■ **文档**:
***

In [6]:
import os
import sys
import json
import pandas as pd
from tqdm import tqdm
from torch.utils.data import Dataset
from transformers import AutoTokenizer, AutoModel

import os
import json
from multiprocessing import Pool
from torch.utils.data import Dataset

sys.path.append('/root/tuning_space/Components/')
from Static import prompt_dict, si

raw_data_path='/root/autodl-tmp/weights/smile/data'
aim_path='/root/autodl-tmp/dataset/OESD-GG-zh_cn-1/single_query.jsonl'
model_path = '/root/autodl-tmp/weights/chatglm3-6b'

tokenizer = AutoTokenizer.from_pretrained(model_path, trust_remote_code=True)



In [7]:
class instruction_dataset(Dataset):
    def __init__(self, data_path, tokenizer, truncate_length, max_query_length, query_key, answer_key, max_sample=None, num_workers=12):
        super().__init__()

***

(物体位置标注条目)
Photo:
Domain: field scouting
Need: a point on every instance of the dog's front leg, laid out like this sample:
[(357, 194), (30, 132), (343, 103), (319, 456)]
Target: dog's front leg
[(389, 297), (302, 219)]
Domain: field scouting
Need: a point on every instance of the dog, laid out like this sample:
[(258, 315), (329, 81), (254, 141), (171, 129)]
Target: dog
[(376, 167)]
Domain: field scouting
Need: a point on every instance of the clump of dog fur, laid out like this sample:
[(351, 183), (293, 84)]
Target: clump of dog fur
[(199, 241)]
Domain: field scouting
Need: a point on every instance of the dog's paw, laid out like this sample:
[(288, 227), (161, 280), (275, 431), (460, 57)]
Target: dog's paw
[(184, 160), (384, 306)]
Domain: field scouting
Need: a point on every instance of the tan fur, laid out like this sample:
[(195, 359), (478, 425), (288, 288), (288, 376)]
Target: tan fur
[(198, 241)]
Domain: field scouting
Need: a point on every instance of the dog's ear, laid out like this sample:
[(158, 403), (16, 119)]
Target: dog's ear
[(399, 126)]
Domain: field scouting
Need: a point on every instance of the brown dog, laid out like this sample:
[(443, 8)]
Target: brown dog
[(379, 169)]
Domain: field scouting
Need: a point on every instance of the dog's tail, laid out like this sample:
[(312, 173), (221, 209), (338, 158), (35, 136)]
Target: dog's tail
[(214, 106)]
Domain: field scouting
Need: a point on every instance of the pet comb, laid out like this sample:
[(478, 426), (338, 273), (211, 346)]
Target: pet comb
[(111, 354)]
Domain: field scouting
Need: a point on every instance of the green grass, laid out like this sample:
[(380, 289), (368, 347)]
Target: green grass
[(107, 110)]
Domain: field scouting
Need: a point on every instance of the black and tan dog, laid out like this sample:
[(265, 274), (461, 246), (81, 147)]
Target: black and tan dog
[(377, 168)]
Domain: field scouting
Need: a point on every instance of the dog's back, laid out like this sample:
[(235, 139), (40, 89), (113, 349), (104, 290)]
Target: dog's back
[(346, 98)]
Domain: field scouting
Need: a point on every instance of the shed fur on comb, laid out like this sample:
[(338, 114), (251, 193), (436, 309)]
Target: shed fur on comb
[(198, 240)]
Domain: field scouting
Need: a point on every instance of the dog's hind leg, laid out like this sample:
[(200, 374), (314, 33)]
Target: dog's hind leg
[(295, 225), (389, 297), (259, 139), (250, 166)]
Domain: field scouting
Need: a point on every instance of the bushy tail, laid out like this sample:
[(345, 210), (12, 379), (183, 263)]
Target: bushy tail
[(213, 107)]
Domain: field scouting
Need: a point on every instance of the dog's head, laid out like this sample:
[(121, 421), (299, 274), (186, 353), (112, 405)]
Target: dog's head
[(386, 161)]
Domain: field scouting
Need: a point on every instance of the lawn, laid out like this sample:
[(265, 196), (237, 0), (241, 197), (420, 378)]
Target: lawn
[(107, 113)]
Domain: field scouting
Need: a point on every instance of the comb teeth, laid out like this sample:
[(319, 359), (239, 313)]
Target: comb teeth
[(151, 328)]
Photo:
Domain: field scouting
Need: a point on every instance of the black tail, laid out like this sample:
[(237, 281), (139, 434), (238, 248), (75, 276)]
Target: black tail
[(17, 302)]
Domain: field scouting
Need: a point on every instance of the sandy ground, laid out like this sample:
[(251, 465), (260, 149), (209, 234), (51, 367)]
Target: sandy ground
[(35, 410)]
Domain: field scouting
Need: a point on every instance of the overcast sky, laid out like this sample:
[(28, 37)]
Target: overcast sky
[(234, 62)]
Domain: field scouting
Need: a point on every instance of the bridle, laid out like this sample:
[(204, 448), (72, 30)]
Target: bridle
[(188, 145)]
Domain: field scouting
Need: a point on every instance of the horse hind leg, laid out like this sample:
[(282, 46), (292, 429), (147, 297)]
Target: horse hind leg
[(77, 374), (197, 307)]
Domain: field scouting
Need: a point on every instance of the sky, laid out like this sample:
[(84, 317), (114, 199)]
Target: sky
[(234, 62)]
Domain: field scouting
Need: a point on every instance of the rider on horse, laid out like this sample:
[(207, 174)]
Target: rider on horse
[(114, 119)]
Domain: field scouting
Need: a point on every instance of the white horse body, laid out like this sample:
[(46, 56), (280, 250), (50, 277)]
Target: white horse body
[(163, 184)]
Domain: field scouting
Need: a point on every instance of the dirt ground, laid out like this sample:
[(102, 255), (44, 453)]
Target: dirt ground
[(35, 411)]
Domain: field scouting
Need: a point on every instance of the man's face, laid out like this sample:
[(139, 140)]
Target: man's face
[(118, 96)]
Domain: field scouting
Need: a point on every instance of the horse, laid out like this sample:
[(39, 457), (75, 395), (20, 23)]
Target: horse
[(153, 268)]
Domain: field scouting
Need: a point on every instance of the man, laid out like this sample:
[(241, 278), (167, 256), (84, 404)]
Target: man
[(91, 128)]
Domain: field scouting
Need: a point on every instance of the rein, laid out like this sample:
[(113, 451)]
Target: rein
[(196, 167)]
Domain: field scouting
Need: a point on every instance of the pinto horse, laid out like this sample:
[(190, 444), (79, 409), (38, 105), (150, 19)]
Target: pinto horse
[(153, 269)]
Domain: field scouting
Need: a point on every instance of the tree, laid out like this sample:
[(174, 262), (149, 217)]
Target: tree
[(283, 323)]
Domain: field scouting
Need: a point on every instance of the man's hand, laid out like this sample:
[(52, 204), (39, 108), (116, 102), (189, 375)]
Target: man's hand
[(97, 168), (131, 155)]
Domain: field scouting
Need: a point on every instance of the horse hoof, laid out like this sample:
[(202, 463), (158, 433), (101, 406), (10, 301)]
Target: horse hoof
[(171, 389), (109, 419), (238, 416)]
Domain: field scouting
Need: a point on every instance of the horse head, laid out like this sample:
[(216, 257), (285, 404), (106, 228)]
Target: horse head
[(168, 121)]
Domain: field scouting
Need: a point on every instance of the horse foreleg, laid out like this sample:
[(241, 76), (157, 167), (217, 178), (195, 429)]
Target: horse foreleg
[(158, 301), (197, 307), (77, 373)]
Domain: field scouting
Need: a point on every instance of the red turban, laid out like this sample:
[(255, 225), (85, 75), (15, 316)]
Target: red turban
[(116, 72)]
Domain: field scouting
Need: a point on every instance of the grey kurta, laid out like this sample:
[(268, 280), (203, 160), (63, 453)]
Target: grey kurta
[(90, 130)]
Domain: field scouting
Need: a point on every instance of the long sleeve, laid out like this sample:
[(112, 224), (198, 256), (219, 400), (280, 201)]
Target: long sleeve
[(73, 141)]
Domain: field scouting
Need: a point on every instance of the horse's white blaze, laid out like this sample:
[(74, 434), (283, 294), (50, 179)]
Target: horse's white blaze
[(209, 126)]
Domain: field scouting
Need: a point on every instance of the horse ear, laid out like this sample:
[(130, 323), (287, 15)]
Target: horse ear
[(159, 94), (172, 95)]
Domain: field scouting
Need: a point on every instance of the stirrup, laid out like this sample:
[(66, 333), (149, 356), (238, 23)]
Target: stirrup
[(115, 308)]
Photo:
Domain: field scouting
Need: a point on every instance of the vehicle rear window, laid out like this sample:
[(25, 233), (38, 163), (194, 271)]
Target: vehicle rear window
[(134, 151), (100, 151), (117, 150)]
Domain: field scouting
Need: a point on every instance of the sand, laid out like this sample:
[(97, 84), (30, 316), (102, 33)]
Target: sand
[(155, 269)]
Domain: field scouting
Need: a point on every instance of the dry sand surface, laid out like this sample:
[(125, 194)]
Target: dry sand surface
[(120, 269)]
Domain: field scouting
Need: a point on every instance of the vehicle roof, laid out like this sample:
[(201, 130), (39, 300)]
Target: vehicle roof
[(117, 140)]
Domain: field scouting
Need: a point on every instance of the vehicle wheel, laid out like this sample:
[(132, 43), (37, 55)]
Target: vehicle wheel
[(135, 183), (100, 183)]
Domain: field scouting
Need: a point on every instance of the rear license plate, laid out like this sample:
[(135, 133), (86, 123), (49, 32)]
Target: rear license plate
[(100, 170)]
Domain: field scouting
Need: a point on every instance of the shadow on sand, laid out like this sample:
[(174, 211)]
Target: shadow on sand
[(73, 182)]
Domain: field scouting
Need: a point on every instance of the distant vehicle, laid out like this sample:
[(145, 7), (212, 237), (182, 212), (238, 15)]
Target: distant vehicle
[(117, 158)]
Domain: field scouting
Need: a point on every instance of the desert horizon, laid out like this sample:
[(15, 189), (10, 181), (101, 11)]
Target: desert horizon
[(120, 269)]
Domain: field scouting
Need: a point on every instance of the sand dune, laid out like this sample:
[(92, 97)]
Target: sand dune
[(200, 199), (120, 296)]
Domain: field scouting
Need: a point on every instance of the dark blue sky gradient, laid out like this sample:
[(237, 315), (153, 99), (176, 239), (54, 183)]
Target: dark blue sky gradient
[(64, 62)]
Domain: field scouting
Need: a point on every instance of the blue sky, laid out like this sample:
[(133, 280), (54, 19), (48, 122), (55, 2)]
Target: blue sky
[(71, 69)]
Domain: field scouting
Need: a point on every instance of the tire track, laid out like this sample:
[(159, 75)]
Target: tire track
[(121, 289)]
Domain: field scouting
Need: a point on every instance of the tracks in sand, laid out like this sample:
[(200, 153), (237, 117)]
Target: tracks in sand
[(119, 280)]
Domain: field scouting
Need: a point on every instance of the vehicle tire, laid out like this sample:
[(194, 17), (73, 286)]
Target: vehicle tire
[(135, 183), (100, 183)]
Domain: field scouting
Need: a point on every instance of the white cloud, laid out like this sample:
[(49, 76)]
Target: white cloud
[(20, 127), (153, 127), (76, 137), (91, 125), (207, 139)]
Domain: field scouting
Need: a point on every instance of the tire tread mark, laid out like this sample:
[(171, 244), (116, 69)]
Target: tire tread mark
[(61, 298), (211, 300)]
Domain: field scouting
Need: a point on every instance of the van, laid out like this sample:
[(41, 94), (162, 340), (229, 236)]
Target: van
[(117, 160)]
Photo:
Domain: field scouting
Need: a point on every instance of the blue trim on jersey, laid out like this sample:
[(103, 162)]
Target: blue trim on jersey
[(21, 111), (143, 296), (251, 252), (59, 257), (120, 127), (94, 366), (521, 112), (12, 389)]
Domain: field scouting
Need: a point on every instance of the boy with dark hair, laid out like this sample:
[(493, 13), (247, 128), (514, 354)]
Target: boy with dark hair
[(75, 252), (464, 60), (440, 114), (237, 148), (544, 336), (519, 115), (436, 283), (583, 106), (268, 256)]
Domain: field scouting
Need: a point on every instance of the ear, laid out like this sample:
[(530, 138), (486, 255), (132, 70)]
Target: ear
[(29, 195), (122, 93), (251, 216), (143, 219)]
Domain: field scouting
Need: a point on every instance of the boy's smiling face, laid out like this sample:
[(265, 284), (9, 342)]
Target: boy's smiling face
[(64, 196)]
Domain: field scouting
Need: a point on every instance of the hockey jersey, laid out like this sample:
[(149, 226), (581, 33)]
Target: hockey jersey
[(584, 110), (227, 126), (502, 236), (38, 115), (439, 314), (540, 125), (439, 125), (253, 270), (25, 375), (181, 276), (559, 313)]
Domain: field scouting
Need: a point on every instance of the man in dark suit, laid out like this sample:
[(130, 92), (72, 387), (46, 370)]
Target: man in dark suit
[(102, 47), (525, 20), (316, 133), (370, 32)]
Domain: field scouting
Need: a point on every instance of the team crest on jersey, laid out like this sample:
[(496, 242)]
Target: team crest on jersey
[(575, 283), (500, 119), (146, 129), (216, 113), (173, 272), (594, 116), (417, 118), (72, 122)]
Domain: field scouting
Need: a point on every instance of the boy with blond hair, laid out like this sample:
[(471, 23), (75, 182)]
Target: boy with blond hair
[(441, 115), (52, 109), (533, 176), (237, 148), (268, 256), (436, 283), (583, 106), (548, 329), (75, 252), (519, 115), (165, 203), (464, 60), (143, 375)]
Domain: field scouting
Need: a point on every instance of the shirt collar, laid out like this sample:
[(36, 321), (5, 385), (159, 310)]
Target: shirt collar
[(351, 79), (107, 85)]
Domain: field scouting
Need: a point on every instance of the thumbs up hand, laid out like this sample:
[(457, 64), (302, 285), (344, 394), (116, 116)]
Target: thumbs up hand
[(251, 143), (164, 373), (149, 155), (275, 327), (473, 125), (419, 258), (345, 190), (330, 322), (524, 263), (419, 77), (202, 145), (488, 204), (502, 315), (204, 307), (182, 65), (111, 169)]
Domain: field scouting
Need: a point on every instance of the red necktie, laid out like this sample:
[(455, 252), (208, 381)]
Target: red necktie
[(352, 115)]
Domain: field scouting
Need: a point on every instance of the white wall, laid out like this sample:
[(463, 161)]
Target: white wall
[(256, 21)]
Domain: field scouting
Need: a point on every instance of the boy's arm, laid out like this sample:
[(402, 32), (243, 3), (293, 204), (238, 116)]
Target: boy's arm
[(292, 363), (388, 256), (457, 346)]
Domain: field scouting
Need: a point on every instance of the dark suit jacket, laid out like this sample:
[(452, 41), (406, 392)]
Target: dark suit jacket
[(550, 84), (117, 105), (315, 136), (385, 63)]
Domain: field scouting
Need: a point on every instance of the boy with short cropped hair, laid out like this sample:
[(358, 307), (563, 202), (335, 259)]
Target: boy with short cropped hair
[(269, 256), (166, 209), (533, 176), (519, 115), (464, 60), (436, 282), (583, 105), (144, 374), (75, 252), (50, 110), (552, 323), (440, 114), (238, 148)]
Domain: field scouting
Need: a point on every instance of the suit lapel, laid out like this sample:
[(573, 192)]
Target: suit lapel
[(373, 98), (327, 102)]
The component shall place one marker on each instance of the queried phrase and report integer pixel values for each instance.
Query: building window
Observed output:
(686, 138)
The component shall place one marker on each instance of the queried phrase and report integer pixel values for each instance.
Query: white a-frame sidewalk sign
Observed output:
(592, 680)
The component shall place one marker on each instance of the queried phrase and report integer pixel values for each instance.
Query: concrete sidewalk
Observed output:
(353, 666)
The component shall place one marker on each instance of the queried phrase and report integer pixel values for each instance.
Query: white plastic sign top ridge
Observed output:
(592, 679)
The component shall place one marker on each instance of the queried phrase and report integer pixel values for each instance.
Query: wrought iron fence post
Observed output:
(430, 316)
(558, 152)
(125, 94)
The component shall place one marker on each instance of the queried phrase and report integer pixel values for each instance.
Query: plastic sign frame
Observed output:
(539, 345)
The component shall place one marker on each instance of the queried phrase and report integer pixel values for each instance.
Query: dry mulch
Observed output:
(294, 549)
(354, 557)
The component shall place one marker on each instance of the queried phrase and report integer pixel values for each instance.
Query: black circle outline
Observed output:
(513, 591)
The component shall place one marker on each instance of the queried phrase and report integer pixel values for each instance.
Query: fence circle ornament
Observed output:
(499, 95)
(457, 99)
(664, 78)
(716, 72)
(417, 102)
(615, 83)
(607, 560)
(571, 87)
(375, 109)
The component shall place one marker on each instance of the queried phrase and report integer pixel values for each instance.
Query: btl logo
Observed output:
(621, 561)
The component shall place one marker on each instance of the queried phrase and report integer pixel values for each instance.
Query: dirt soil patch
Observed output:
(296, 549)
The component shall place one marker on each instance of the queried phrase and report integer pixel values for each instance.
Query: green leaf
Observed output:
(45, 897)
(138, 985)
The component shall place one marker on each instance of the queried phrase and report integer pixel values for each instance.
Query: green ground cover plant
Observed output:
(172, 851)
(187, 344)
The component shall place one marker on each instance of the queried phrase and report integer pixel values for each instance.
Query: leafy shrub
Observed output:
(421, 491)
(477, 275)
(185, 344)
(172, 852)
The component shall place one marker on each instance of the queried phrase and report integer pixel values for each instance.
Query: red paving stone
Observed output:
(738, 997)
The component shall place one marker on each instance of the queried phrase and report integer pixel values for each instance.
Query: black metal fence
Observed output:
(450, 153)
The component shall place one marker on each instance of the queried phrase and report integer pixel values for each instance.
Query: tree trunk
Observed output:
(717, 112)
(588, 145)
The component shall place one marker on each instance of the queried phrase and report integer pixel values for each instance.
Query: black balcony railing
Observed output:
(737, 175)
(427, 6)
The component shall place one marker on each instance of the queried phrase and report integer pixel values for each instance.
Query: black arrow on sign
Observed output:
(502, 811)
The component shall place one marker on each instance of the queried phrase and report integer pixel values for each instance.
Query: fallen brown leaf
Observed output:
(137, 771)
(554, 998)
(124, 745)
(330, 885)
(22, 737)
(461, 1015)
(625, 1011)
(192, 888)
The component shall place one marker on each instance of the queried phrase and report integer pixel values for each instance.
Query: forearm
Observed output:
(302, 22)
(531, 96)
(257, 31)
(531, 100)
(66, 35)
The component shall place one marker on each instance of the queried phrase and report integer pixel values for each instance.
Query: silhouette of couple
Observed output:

***

■ **练习任务**:
(A) 把这段代码里以"raw_data_path="开头的那一段改成列表，写出其中定义的三个变量及各自的路径。
(B) 对照这段代码，判断下面三种说法是否正确，每条回答"是"或"否"，并原样引用起决定作用的代码：(i) 加载分词器时传入了 trust_remote_code=True；(ii) instruction_dataset 中 num_workers 的默认值是 8；(iii) prompt_dict 是从 Static 中导入的。
(C) 接着这段代码往下写，从 instruction_dataset 的 __init__ 方法中已有的最后一行之后开始。
这些记录是独立的材料，与这段代码无关。

■ **练习答案**:
(A)
- raw_data_path：/root/autodl-tmp/weights/smile/data
- aim_path：/root/autodl-tmp/dataset/OESD-GG-zh_cn-1/single_query.jsonl
- model_path：/root/autodl-tmp/weights/chatglm3-6b

(B)
(i) 是："tokenizer = AutoTokenizer.from_pretrained(model_path, trust_remote_code=True)"
(ii) 否："num_workers=12"
(iii) 是："from Static import prompt_dict, si"

(C)
        self.tokenizer = tokenizer
        self.truncate_length = truncate_length
        self.max_query_length = max_query_length
        self.query_key = query_key
        self.answer_key = answer_key
        self.examples = []

        # 使用多进程读取和处理数据
        with open(data_path, 'r') as file:
            lines = file.readlines()
            if max_sample:
                lines = lines[:max_sample]

        with Pool(num_workers) as p:
            self.examples = p.map(self.process_line, lines)

    def process_line(self, line):
        sample=json.loads(line)
        max_answer_length = self.truncate_length - self.max_query_length - 3

        # 判断query的长度
        query = sample[self.query_key]
        query_ids = self.tokenizer.encode(query, add_special_tokens=False)
        if len(query_ids) > self.max_query_length:
            query_ids = query_ids[:self.max_query_length]

        # 判断answer的长度
        answer = sample[self.answer_key]
        answer_ids = self.tokenizer.encode(answer, add_special_tokens=False)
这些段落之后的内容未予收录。